> _PROBLEM TO WORK ON_
Rewrite the records below with "dark rocky ridge" replaced by "black rock formation" and everything else unchanged. Leave the pictures out of your answer.
┌──
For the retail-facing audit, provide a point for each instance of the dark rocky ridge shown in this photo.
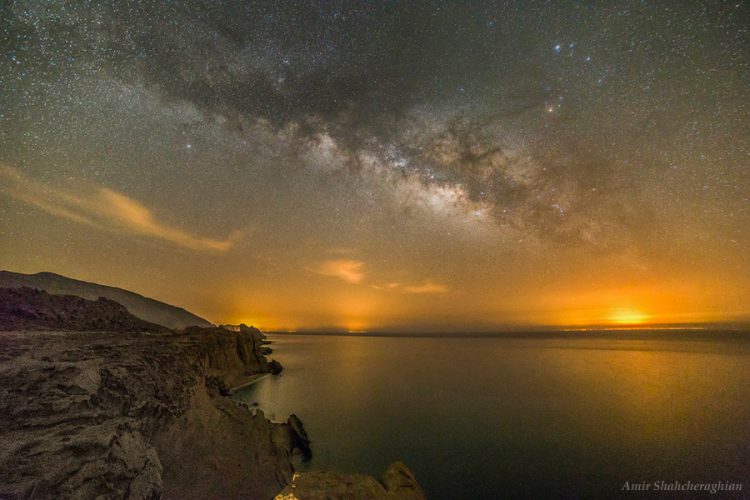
(131, 415)
(140, 412)
(142, 307)
(28, 309)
└──
> _FINAL ANSWER_
For the retail-facing audit, provide a point for each instance of the black rock formation shown in this photo.
(131, 415)
(140, 412)
(142, 307)
(28, 309)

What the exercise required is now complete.